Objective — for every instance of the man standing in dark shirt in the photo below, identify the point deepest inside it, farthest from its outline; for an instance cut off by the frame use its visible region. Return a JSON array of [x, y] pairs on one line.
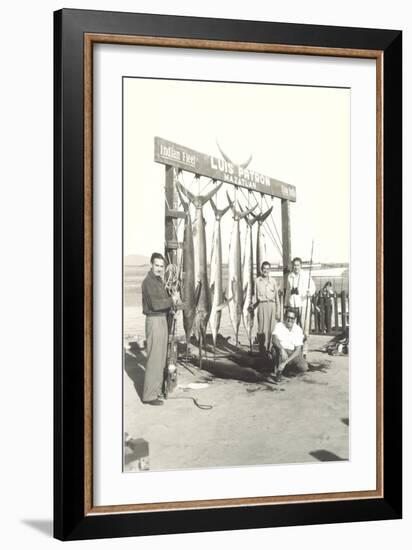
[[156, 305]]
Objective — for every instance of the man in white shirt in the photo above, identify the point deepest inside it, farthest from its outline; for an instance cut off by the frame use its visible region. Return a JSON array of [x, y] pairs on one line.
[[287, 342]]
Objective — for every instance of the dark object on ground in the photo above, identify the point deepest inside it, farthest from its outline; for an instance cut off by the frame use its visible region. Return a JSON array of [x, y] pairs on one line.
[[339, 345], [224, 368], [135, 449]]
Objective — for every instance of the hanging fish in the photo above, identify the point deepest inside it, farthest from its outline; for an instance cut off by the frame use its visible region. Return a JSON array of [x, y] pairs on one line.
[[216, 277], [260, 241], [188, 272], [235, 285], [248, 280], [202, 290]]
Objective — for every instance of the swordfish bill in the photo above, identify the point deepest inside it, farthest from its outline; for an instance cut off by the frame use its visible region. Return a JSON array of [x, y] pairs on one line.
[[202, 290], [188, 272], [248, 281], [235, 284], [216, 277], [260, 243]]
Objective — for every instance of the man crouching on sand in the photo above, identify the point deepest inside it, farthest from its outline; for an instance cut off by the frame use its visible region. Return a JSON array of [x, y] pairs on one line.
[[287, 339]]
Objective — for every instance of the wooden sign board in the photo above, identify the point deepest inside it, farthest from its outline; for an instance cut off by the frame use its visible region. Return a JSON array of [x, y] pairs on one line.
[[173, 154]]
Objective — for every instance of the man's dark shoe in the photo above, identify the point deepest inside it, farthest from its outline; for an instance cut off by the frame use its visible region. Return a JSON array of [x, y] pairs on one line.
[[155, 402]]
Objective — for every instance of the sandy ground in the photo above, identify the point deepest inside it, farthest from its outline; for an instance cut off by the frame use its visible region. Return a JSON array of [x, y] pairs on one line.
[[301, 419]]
=-=-=-=-=
** Given task **
Swap every "JSON array" in the records above for "JSON list", leaving everything else unchanged, and write out all the records again without the pictures.

** The answer **
Objective — for every instance of the man standing in dark shirt in the photo below, identify the point deepest inside it, farthest from its outline; for an instance cut off by the frame use its visible region. Return a JSON list of [x, y] pairs on one line.
[[156, 305]]
Objective — for every instance of the man in white shirt in the photo above, identify the point deepest inside it, farthest from its outline; for an instance cut off by the frame use its visible region. Return a JSON list of [x, y] pairs on one line.
[[287, 342]]
Objective — for every instance of the dark object on ground in the photo above, identify the point deepest inside it, farthest from its outline; for an instance cut off by the frame use its visible region. Return a JSON list of [x, y] pairs on one line.
[[339, 345], [224, 368], [135, 449]]
Objective — for every instance of the hanging fish in the photo above, identify the point deepest inside it, farthest from its outline; for an instance cut off by the frame use its visible region. Return a JSON list of [x, y] pairs on one line.
[[216, 277], [260, 241], [188, 272], [235, 285], [248, 280], [202, 290]]
Objective — for every instance of the swordfish bill in the photo above, identify the point deepest inside it, farthest from its outline; for an instance cut off by the frame use its visible region. Return a JSON list of [x, y] pairs on one line.
[[202, 290], [188, 272], [248, 281], [235, 284], [216, 277], [260, 243]]
Objective — for every instance of the man crouching on sand in the photo above, identify the point deepest inside it, farthest from its outline; for an instance cut off by the frame use its visible region. Return a JSON list of [x, y] pairs on one line.
[[287, 339]]
Objective — for every instance of the wooden sign board in the photo above, identify the point deepest inside it, farthest from its outline; for an instance cut off by the frame use its visible region. Return a JSON list of [x, y] pairs on one line.
[[173, 154]]
Objective — for every instance of the man's dark shoe in the photo above, identify the point deepest inside it, farthest from its outline; for an instance cut off by the frame use its visible region. Return a JSON list of [x, y] pairs on one line.
[[155, 402]]
Objective — for every instance of the sandy ground in the photo above, identify the point deepest inside it, farthest from its outline; for an instance cut off by the frame use its visible region. Return a JSON list of [x, y] pairs on one line.
[[301, 419]]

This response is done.